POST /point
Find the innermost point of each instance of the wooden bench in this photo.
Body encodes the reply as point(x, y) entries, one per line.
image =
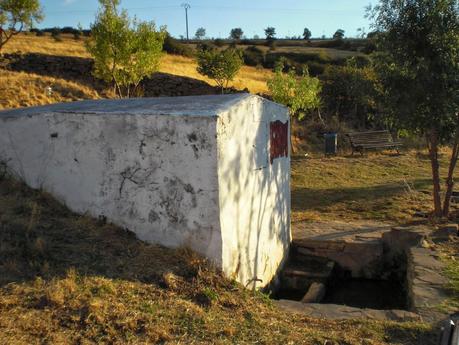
point(361, 141)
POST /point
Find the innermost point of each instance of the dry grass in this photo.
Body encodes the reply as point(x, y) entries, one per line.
point(29, 43)
point(19, 89)
point(68, 279)
point(249, 77)
point(382, 187)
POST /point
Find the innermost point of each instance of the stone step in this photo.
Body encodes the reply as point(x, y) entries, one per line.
point(299, 274)
point(362, 258)
point(341, 312)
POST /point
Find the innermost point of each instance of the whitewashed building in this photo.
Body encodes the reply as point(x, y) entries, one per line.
point(210, 172)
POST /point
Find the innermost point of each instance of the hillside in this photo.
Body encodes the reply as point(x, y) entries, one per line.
point(19, 88)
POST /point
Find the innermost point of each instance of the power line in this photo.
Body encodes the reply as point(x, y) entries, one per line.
point(186, 7)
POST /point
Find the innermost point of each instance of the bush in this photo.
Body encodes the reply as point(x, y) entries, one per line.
point(316, 68)
point(205, 46)
point(253, 56)
point(125, 51)
point(56, 34)
point(300, 94)
point(77, 35)
point(173, 46)
point(221, 66)
point(219, 42)
point(271, 43)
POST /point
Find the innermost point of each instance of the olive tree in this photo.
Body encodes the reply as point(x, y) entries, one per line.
point(419, 69)
point(236, 34)
point(125, 50)
point(200, 33)
point(270, 33)
point(220, 66)
point(16, 16)
point(307, 34)
point(301, 94)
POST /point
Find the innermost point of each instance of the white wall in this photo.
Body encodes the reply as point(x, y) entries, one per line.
point(156, 175)
point(202, 180)
point(254, 194)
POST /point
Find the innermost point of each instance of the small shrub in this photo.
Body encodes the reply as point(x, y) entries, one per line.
point(300, 94)
point(219, 42)
point(205, 46)
point(125, 50)
point(221, 66)
point(56, 34)
point(316, 68)
point(173, 46)
point(271, 44)
point(77, 35)
point(253, 56)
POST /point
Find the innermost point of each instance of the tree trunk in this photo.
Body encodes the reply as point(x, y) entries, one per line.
point(450, 178)
point(432, 143)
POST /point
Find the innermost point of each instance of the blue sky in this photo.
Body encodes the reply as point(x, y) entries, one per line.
point(289, 17)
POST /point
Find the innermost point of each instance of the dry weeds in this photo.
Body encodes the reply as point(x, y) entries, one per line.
point(373, 187)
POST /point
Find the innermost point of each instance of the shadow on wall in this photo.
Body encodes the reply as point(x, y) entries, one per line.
point(259, 203)
point(39, 237)
point(79, 69)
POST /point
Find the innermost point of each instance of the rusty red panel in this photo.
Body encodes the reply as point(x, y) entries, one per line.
point(279, 139)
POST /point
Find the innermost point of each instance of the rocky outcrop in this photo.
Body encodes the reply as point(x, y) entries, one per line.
point(79, 69)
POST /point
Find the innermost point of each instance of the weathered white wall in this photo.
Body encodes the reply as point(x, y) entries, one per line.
point(254, 194)
point(156, 175)
point(187, 171)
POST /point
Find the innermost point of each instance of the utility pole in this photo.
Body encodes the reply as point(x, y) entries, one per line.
point(186, 7)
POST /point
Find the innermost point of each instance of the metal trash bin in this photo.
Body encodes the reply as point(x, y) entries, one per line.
point(331, 143)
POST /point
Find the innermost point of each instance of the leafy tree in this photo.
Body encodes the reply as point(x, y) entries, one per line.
point(125, 51)
point(339, 34)
point(307, 34)
point(419, 70)
point(351, 91)
point(270, 33)
point(236, 33)
point(300, 94)
point(221, 66)
point(200, 33)
point(16, 16)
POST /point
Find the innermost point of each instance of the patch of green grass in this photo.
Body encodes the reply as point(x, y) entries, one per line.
point(382, 187)
point(96, 283)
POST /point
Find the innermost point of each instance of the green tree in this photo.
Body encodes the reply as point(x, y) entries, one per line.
point(300, 94)
point(351, 92)
point(221, 66)
point(419, 69)
point(125, 50)
point(236, 34)
point(339, 34)
point(270, 33)
point(200, 33)
point(16, 16)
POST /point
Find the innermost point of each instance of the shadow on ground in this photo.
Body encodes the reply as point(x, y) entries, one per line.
point(304, 199)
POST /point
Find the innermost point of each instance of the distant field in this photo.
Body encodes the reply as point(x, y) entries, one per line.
point(25, 89)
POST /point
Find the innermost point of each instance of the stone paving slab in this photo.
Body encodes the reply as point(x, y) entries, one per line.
point(426, 283)
point(340, 312)
point(339, 231)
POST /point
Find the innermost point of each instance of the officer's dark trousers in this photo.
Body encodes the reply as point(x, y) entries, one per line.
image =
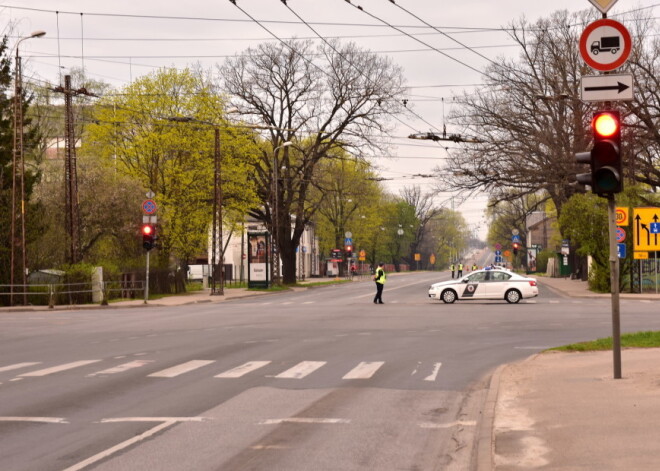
point(379, 293)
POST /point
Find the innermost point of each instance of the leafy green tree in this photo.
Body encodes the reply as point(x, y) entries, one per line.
point(175, 160)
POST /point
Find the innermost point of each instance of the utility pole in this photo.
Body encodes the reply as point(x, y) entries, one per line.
point(70, 169)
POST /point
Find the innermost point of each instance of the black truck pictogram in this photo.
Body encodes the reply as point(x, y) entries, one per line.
point(606, 43)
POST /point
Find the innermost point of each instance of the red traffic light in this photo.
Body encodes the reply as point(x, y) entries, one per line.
point(605, 124)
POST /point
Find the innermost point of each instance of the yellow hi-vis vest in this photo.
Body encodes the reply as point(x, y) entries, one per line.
point(380, 276)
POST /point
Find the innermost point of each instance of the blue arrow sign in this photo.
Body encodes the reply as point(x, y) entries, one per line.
point(621, 250)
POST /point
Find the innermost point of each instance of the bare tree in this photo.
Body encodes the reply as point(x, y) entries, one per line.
point(528, 118)
point(340, 99)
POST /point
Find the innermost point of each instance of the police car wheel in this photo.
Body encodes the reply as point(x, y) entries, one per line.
point(512, 296)
point(448, 296)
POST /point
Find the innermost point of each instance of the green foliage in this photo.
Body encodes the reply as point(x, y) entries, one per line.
point(175, 160)
point(647, 339)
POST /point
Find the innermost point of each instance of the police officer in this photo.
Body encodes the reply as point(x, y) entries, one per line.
point(379, 278)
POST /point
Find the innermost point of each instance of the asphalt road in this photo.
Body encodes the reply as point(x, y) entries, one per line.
point(321, 379)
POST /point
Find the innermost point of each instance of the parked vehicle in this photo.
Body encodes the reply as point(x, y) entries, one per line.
point(486, 284)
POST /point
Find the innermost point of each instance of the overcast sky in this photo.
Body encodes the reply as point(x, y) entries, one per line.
point(120, 40)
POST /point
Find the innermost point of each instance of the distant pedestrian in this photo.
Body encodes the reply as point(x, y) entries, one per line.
point(379, 278)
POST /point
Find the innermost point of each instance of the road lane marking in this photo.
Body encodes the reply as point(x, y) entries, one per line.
point(364, 370)
point(57, 369)
point(121, 368)
point(243, 369)
point(19, 366)
point(464, 423)
point(434, 374)
point(43, 420)
point(114, 420)
point(110, 451)
point(304, 420)
point(180, 369)
point(301, 370)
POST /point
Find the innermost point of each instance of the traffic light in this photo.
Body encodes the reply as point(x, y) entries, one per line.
point(148, 236)
point(606, 176)
point(607, 171)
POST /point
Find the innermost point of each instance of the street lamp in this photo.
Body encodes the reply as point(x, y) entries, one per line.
point(19, 161)
point(274, 252)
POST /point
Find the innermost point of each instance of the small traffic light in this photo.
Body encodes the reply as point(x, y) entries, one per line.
point(606, 176)
point(607, 170)
point(148, 236)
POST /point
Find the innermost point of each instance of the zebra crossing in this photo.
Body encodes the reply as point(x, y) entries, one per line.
point(363, 370)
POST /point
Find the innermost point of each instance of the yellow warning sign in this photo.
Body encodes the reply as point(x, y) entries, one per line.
point(645, 225)
point(622, 216)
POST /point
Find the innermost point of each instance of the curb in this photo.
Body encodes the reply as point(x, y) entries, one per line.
point(485, 439)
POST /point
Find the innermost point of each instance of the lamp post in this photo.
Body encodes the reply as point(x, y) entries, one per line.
point(19, 161)
point(274, 249)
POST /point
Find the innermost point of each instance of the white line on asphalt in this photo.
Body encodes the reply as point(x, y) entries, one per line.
point(304, 420)
point(18, 366)
point(467, 423)
point(43, 420)
point(243, 369)
point(57, 369)
point(181, 369)
point(120, 446)
point(301, 370)
point(152, 419)
point(121, 368)
point(364, 370)
point(434, 375)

□ □ □

Given exercise:
Count the lines of the data above that contain the string "traffic", treating uppercase and lowercase as different, and give only the number.

Reply to the exercise:
3